> _Stated task 1_
Answer these questions from the biography of Matthew Mendelsohn below:
(a) In what year did he become Founding Director of the Mowat Centre?
(b) Which university granted his Ph.D. in Political Science?
(c) In what year did he receive tenure at Queen's University?

━━━━━━━━━━━━━━━━

Matthew Mendelsohn is a Canadian public policy expert and public sector executive, best known for leading Prime Minister’s Justin Trudeau’s Results & Delivery Unit and the Government of Canada’s Impact & Innovation Unit from 2016-2020. These followed his role as a chief architect of the Liberals’ 2015 election platform and serving as a member of incoming Prime Minister Trudeau’s transition team, helping with cabinet selection and penning open and public Ministerial mandate letters.

He was the Founding Director of the Mowat Centre in 2009, a Canadian public policy think tank at the University of Toronto. He had previously served as a deputy minister in the Ontario Government and was a professor of Political Science at Queen’s University.

He is currently a Visiting Professor at Toronto Metropolitan University in Toronto after announcing his decision to leave the federal government in February 2020. He is also a Senior Advisor with Boston Consulting Group's Global Public Sector Practice. He lives in Toronto with his wife, Kirsten Mercer, a lawyer and a partner at Goldblatt Partners, and their two children.

Early life
Mendelsohn grew up in Montreal, Canada. He graduated from West Hill High School, a public school in the Notre-Dame-de-Grace neighbourhood. He received a B.A. in Political science from McGill University and a Ph.D. in Political Science from l’Université de Montréal. While attending university, Mendelsohn was president of the McGill Debating Union and the Canadian University Society for Intercollegiate Debate, and won the award for Top Speaker at the 1987 Canadian National Debating Championship and the third place speaker award at the World Championships at Fordham University in 1986.

Academic career 
Mendelsohn joined the Department of Political Studies at Queen’s University in 1992, following a post-doctoral fellowship at the University of British Columbia. He taught courses and published in the areas of Canadian Politics, quantitative research methods, public opinion and data analysis, democratic institutions, federalism, political communications and elections. He received tenure in 1999. His scholarly work on media, public opinion, federalism, Canadian values, referendums, democratic institutions and Quebec nationalism was widely cited.

During his time at Queen’s, he was the chief architect of the Portraits of Canada survey conducted for the Centre for Research and Information on Canada, designed the survey for the Globe and Mail’s New Canada Project and served as the Director of the Canadian Opinion Research Archive.

━━━━━━━━━━━━━━━━

> _Stated task 2_
Return every line of the entries below that contains the word "license". Treat uppercase and lowercase as different.

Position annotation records

━━━━━━━━━━━━━━━━

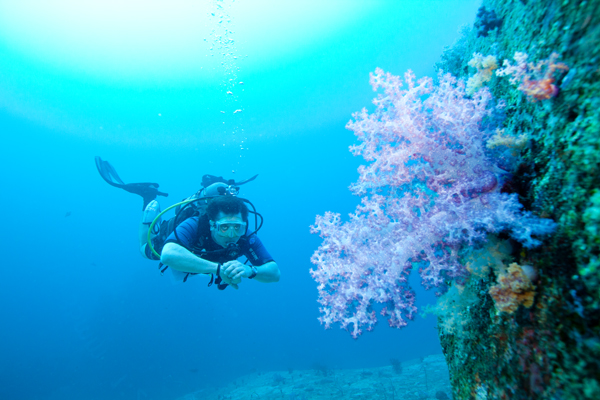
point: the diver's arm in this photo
(266, 273)
(181, 259)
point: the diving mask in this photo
(230, 228)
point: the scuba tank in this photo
(212, 186)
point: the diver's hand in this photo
(235, 270)
(230, 282)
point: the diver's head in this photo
(228, 218)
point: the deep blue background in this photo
(84, 316)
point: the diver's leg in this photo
(149, 214)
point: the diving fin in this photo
(147, 190)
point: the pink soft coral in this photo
(428, 190)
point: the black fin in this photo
(148, 190)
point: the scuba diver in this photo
(207, 235)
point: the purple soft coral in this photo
(429, 189)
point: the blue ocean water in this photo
(84, 316)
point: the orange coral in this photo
(513, 289)
(535, 80)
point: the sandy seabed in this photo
(421, 379)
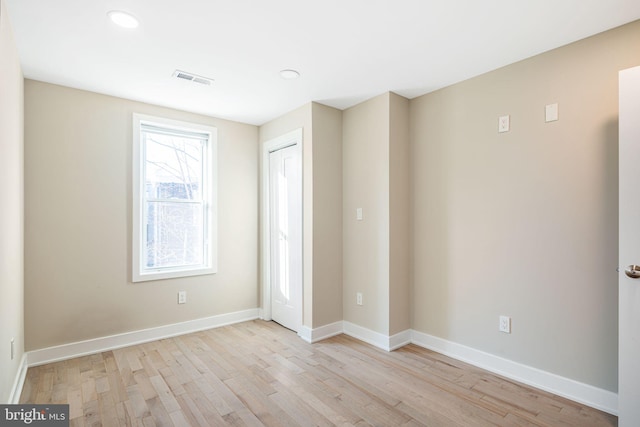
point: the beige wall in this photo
(366, 185)
(78, 221)
(322, 207)
(524, 223)
(399, 216)
(11, 212)
(376, 179)
(327, 215)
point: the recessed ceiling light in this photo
(289, 74)
(123, 19)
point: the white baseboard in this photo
(16, 390)
(97, 345)
(385, 342)
(603, 400)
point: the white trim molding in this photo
(385, 342)
(586, 394)
(112, 342)
(293, 138)
(16, 390)
(603, 400)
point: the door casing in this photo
(293, 138)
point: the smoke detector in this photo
(192, 77)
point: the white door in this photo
(629, 251)
(285, 205)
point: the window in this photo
(174, 199)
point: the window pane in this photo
(173, 167)
(175, 235)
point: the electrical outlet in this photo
(182, 297)
(503, 124)
(505, 324)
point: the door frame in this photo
(290, 139)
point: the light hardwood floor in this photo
(258, 373)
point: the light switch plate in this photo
(551, 113)
(503, 124)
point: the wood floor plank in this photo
(260, 374)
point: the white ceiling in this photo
(345, 50)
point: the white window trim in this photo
(211, 257)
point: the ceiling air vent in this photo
(192, 77)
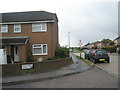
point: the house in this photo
(97, 44)
(117, 40)
(27, 35)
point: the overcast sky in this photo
(86, 20)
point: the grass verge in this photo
(85, 60)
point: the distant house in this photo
(32, 34)
(117, 40)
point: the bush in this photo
(61, 52)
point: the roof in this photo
(117, 38)
(28, 16)
(14, 40)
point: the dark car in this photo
(91, 54)
(100, 55)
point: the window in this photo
(4, 28)
(17, 28)
(39, 27)
(40, 49)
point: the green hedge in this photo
(110, 49)
(61, 52)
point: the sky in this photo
(86, 20)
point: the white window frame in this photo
(4, 27)
(41, 49)
(17, 26)
(40, 26)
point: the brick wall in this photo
(50, 38)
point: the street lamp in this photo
(80, 47)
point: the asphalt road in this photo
(111, 67)
(94, 78)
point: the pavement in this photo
(77, 67)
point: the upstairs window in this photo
(42, 27)
(40, 49)
(4, 28)
(17, 28)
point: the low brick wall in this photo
(16, 69)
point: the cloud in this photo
(89, 22)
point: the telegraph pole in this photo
(80, 47)
(69, 40)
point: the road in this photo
(111, 67)
(94, 78)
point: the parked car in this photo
(90, 54)
(100, 55)
(86, 55)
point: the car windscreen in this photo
(101, 52)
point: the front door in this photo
(16, 54)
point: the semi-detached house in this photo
(32, 34)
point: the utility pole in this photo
(69, 40)
(80, 47)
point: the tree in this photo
(107, 42)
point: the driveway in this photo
(111, 67)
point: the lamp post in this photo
(80, 47)
(69, 40)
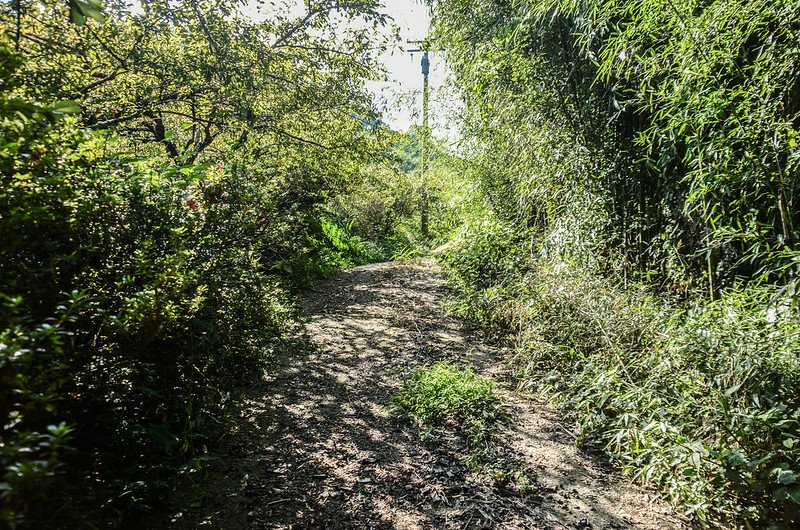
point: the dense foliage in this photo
(638, 169)
(444, 395)
(166, 181)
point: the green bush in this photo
(444, 395)
(701, 403)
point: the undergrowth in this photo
(700, 401)
(446, 396)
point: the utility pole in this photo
(424, 200)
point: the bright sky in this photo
(401, 95)
(400, 98)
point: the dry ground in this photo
(318, 447)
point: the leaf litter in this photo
(316, 446)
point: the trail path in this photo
(320, 449)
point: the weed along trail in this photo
(325, 449)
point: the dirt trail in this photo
(320, 449)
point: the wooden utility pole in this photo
(424, 200)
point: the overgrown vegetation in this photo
(637, 233)
(446, 396)
(167, 181)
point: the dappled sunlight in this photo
(324, 450)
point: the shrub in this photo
(445, 395)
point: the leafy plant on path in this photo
(444, 395)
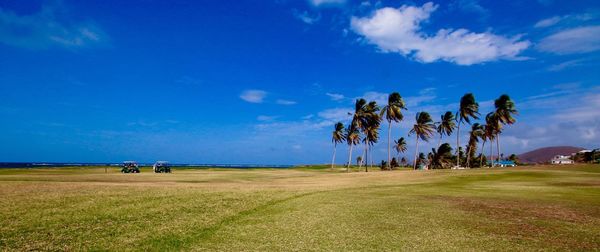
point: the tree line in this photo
(368, 116)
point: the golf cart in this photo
(130, 167)
(161, 167)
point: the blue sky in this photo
(264, 81)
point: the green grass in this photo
(308, 208)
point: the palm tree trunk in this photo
(468, 156)
(349, 158)
(371, 156)
(491, 152)
(389, 144)
(333, 159)
(458, 144)
(481, 157)
(498, 146)
(416, 152)
(367, 156)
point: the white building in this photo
(560, 159)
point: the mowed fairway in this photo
(533, 208)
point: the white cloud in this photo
(253, 96)
(472, 6)
(47, 28)
(285, 102)
(335, 97)
(571, 41)
(336, 114)
(306, 17)
(565, 65)
(380, 98)
(566, 19)
(319, 3)
(265, 118)
(399, 31)
(548, 22)
(308, 117)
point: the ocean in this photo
(51, 164)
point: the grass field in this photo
(533, 208)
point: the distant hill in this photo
(543, 155)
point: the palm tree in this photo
(474, 136)
(393, 112)
(446, 125)
(337, 136)
(369, 121)
(484, 136)
(492, 128)
(469, 108)
(400, 146)
(357, 121)
(442, 156)
(352, 138)
(424, 129)
(372, 136)
(505, 109)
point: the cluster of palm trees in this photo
(367, 118)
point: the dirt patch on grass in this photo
(551, 225)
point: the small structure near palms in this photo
(161, 167)
(130, 167)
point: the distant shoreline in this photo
(57, 165)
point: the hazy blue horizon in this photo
(265, 81)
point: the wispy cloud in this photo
(265, 118)
(326, 3)
(306, 17)
(399, 31)
(472, 6)
(335, 97)
(565, 65)
(547, 22)
(566, 19)
(285, 102)
(48, 28)
(572, 41)
(253, 96)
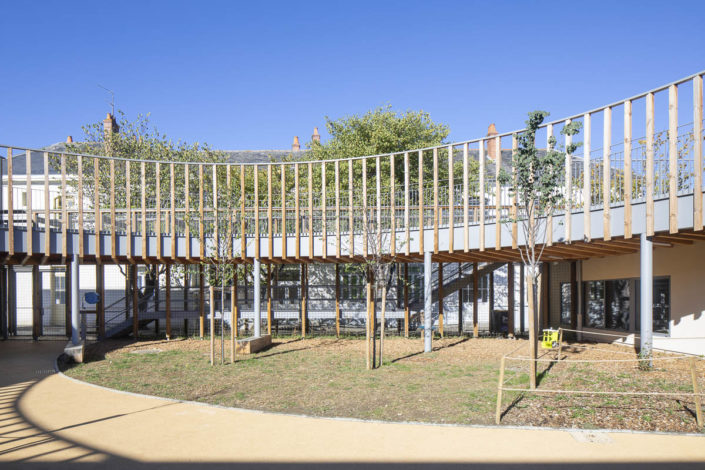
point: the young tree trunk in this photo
(531, 282)
(367, 322)
(381, 336)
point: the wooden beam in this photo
(65, 211)
(168, 298)
(497, 194)
(407, 188)
(650, 164)
(466, 199)
(421, 207)
(673, 158)
(351, 212)
(47, 208)
(10, 202)
(628, 169)
(436, 214)
(698, 152)
(451, 202)
(324, 210)
(337, 300)
(475, 291)
(392, 206)
(337, 208)
(549, 219)
(568, 186)
(606, 173)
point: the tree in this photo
(537, 182)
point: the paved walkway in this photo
(47, 420)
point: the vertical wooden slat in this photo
(243, 215)
(324, 219)
(269, 299)
(297, 229)
(310, 210)
(481, 194)
(11, 206)
(606, 174)
(392, 208)
(158, 208)
(587, 177)
(113, 250)
(406, 300)
(407, 229)
(378, 199)
(475, 291)
(270, 219)
(168, 298)
(64, 210)
(144, 211)
(497, 195)
(568, 186)
(283, 222)
(672, 158)
(451, 202)
(421, 208)
(255, 168)
(29, 220)
(201, 225)
(96, 203)
(549, 219)
(81, 248)
(216, 221)
(337, 299)
(172, 209)
(698, 152)
(649, 164)
(351, 213)
(364, 208)
(436, 215)
(337, 209)
(47, 208)
(628, 169)
(187, 211)
(515, 229)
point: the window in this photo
(661, 309)
(566, 303)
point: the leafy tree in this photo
(537, 181)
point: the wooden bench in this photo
(252, 344)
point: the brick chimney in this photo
(492, 143)
(110, 124)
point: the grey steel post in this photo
(75, 292)
(258, 297)
(646, 277)
(427, 295)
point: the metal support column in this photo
(427, 293)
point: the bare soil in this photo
(456, 383)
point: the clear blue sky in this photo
(251, 75)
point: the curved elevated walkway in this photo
(49, 421)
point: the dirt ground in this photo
(456, 383)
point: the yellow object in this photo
(549, 339)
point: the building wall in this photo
(685, 265)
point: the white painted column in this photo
(427, 293)
(75, 293)
(646, 298)
(258, 297)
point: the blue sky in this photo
(251, 75)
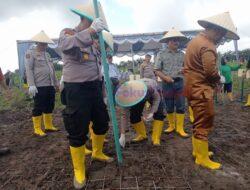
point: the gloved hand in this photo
(149, 117)
(32, 91)
(98, 25)
(122, 140)
(61, 84)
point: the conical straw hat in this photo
(108, 38)
(224, 21)
(42, 37)
(173, 33)
(87, 11)
(131, 93)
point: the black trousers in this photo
(136, 112)
(84, 103)
(44, 101)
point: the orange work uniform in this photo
(201, 77)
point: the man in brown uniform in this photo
(83, 89)
(201, 78)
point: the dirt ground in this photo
(44, 163)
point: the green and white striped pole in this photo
(109, 91)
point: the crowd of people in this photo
(192, 76)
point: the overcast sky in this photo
(22, 19)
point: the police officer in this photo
(169, 67)
(42, 82)
(132, 96)
(83, 89)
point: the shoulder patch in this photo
(27, 56)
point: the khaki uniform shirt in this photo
(147, 71)
(39, 68)
(200, 68)
(80, 56)
(170, 63)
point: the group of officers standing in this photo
(193, 75)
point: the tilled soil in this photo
(44, 163)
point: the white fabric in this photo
(114, 71)
(42, 37)
(32, 91)
(98, 25)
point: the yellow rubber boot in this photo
(194, 153)
(157, 130)
(97, 147)
(140, 131)
(248, 100)
(78, 160)
(171, 123)
(180, 125)
(87, 151)
(47, 119)
(202, 157)
(37, 123)
(191, 114)
(230, 96)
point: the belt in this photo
(177, 79)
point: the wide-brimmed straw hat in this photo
(131, 93)
(42, 37)
(223, 21)
(173, 33)
(87, 10)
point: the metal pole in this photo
(133, 61)
(241, 83)
(109, 91)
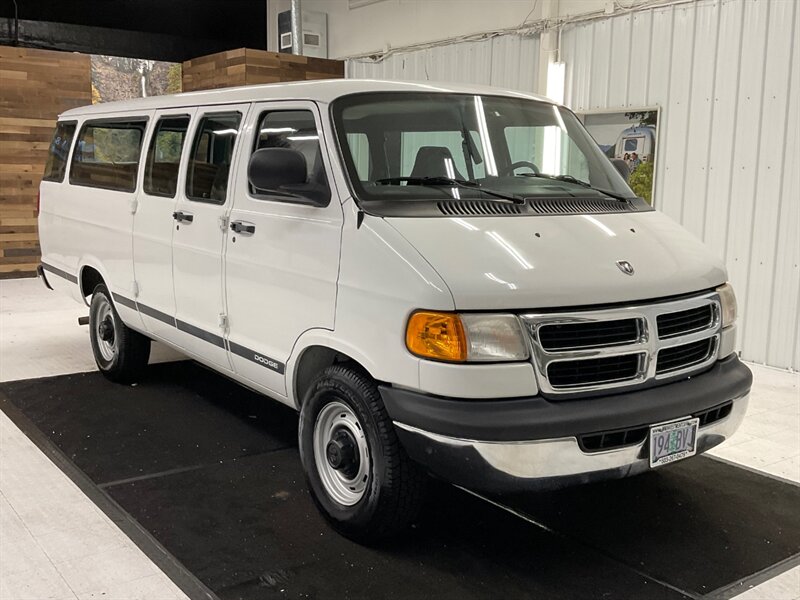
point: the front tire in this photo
(121, 353)
(360, 477)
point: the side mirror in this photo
(622, 168)
(275, 168)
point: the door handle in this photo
(243, 227)
(182, 217)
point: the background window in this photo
(107, 155)
(164, 156)
(295, 130)
(212, 152)
(59, 150)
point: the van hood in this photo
(566, 260)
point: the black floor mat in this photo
(211, 471)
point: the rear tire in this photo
(120, 352)
(360, 477)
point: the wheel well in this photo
(90, 279)
(313, 360)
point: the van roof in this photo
(324, 91)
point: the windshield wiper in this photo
(576, 181)
(446, 181)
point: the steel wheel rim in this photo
(332, 418)
(105, 318)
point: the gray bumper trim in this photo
(542, 464)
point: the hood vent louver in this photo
(577, 206)
(469, 208)
(534, 206)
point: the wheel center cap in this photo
(341, 453)
(106, 331)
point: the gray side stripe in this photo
(211, 338)
(60, 273)
(264, 361)
(124, 301)
(156, 314)
(207, 336)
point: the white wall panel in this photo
(725, 73)
(508, 61)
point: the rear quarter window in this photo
(107, 154)
(59, 151)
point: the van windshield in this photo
(395, 144)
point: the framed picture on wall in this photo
(631, 135)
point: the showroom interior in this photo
(470, 223)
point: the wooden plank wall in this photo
(246, 66)
(35, 86)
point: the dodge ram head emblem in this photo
(625, 267)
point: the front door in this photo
(282, 254)
(200, 231)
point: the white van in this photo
(441, 279)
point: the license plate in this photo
(673, 441)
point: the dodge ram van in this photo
(447, 280)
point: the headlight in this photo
(466, 337)
(727, 301)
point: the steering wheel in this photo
(519, 164)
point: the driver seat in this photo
(435, 161)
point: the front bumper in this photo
(532, 443)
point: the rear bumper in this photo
(43, 277)
(532, 443)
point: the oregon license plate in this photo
(673, 441)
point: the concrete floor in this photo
(55, 543)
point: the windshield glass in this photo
(393, 142)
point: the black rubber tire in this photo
(133, 350)
(396, 485)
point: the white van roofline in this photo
(324, 91)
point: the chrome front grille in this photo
(621, 347)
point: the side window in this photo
(107, 154)
(295, 130)
(210, 162)
(164, 156)
(359, 150)
(59, 150)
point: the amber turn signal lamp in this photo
(436, 335)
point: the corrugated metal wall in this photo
(508, 61)
(725, 74)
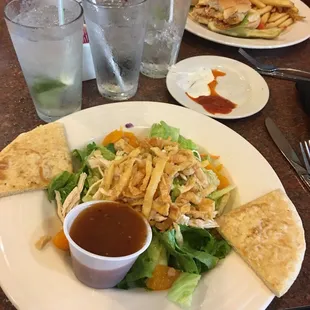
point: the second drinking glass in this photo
(116, 32)
(166, 22)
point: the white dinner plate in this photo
(43, 280)
(242, 85)
(299, 32)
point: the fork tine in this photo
(249, 57)
(307, 149)
(304, 156)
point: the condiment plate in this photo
(242, 85)
(44, 280)
(295, 34)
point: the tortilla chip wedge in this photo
(268, 234)
(33, 159)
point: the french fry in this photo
(287, 23)
(258, 3)
(266, 9)
(265, 18)
(276, 16)
(279, 3)
(295, 9)
(278, 22)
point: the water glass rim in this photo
(116, 6)
(43, 27)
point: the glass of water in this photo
(116, 30)
(166, 22)
(48, 44)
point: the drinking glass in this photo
(48, 43)
(116, 32)
(165, 28)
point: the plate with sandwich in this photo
(258, 24)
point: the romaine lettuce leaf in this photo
(183, 288)
(187, 143)
(164, 131)
(83, 154)
(64, 183)
(212, 178)
(218, 194)
(145, 264)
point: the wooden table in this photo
(18, 115)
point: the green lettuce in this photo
(145, 264)
(183, 288)
(83, 154)
(187, 143)
(219, 193)
(164, 131)
(198, 252)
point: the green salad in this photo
(178, 187)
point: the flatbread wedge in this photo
(268, 234)
(31, 160)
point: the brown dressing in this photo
(215, 104)
(109, 229)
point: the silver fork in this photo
(304, 147)
(286, 73)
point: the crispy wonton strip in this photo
(124, 177)
(148, 172)
(109, 177)
(151, 189)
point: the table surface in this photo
(18, 115)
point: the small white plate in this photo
(242, 85)
(299, 32)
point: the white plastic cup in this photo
(98, 271)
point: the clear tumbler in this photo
(116, 30)
(166, 22)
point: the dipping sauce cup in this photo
(94, 270)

━━━━━━━━━━━━━━━━

> _Task response 1_
(a) 2009
(b) l'Université de Montréal
(c) 1999

> _Task response 2_
point: the license plate in this photo
point: the oregon license plate in this photo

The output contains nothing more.